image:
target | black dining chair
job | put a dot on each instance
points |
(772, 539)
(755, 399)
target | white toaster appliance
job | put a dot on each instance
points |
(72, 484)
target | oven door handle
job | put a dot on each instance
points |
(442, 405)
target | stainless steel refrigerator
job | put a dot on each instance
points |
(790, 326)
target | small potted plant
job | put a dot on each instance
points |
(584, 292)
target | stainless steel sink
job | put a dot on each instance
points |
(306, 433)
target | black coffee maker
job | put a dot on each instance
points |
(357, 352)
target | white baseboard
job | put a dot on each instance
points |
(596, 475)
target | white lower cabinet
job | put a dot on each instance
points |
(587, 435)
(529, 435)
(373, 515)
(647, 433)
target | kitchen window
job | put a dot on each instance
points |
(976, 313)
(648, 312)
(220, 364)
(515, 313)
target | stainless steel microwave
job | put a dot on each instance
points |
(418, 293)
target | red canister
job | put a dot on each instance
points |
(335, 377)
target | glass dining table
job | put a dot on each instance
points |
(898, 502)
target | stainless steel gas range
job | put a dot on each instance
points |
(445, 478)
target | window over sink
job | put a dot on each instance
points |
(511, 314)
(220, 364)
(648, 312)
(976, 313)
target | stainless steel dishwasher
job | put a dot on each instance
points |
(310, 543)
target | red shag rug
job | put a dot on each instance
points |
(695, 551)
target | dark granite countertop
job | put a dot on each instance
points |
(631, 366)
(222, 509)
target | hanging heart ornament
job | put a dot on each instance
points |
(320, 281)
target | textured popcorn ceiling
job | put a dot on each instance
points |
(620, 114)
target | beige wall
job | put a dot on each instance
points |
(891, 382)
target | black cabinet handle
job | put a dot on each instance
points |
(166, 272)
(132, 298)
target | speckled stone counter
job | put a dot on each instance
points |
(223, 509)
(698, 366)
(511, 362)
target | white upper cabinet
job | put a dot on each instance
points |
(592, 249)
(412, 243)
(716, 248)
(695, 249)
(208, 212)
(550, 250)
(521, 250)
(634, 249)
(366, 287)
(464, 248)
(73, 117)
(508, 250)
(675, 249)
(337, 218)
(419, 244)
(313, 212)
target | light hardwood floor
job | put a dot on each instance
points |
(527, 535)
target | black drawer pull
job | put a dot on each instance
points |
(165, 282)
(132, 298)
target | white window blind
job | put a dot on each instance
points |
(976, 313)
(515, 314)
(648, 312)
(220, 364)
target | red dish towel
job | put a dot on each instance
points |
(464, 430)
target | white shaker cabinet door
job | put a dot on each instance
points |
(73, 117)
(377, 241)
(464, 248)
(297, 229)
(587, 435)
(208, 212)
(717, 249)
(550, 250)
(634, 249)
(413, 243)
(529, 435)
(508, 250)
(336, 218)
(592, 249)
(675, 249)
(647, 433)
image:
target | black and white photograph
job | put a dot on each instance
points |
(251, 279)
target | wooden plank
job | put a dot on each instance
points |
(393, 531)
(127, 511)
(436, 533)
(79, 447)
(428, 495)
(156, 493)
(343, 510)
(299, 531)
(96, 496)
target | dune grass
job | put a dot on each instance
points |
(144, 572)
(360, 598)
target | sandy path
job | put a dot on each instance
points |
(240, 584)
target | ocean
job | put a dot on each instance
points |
————
Exercise requirements => Write out all the items above again, swapping "put a dot on each instance" for "mark every instance with a point" wherever it occurs and leaving everything else untouched.

Task result =>
image:
target | black dining chair
job | mark every instance with a point
points |
(772, 539)
(755, 399)
target | white toaster appliance
job | mark every instance with a point
points |
(72, 484)
target | oven door handle
job | mark every instance with a point
points |
(442, 405)
target | stainless steel refrigerator
job | mark every instance with a point
points |
(790, 326)
target | small potted plant
job | mark every instance with a point
points |
(584, 292)
target | stainless steel sink
job | mark every instance with a point
points |
(306, 433)
target | black coffee maker
job | mark every instance with a point
points |
(357, 352)
target | white baseboard
job | mark every instance with a point
points |
(596, 475)
target | white lower cabinet
job | mark every instance with a point
points |
(587, 435)
(529, 435)
(373, 515)
(647, 433)
target | kitchen window
job | mark every instance with a point
points |
(976, 313)
(648, 312)
(220, 364)
(515, 313)
target | stainless steel microwave
job | mark every instance with a point
points |
(418, 293)
target | red canister
job | mark every instance with a point
points |
(335, 377)
target | glass dining table
job | mark every instance with a point
points |
(898, 502)
target | stainless steel gas range
job | mark every instance with a point
points |
(445, 478)
target | window over sink
job | mark every instance with a point
points |
(511, 314)
(220, 364)
(648, 312)
(976, 313)
target | stainless steel dishwasher
job | mark every instance with a point
points |
(310, 543)
target | red shag rug
job | mark every instance with a point
points |
(695, 551)
target | dark granite countertop
job | mark every instance with a point
points |
(631, 366)
(222, 509)
target | hanging heart ornament
job | mark every instance with a point
points |
(320, 281)
target | textured popcorn ceiling
job | mark every instance with a point
points |
(620, 114)
target | beige wall
job | mark every instance with a point
points |
(891, 382)
target | black cabinet handle
job | mark every instance with a point
points |
(166, 272)
(132, 298)
target | speckled stone counter
job | mark every instance with a point
points |
(223, 509)
(698, 366)
(511, 362)
target | white upper cabinet
job | mark every instance with a point
points |
(592, 249)
(412, 243)
(716, 248)
(695, 249)
(208, 212)
(550, 250)
(521, 250)
(634, 249)
(366, 287)
(464, 248)
(73, 117)
(508, 250)
(675, 249)
(337, 218)
(419, 244)
(313, 212)
target | light hardwood floor
job | mark every instance with a point
points |
(527, 535)
target | black drawer pull
job | mark every instance with a point
points |
(165, 282)
(132, 298)
target | white window blind
job | mark every instance with a point
points |
(976, 313)
(515, 314)
(648, 312)
(220, 364)
target | red dish towel
job | mark every instance with a point
points |
(464, 430)
target | white shaker cabinet door
job | mark every instance with a point
points |
(73, 117)
(377, 241)
(464, 248)
(297, 229)
(587, 435)
(208, 212)
(717, 249)
(550, 250)
(634, 249)
(413, 243)
(529, 435)
(508, 250)
(336, 218)
(592, 249)
(675, 249)
(647, 433)
image:
target | black and white photograph
job | mark every instance with a point
points |
(251, 279)
target | wooden plank
job | mark every instance with a point
points |
(393, 531)
(127, 511)
(436, 533)
(79, 447)
(428, 495)
(156, 493)
(343, 510)
(299, 531)
(96, 496)
target | dune grass
job | mark every instance with a point
points |
(144, 572)
(360, 598)
target | sandy path
job | mark every instance with a point
points |
(240, 584)
target | ocean
job | mark every instance with a point
points |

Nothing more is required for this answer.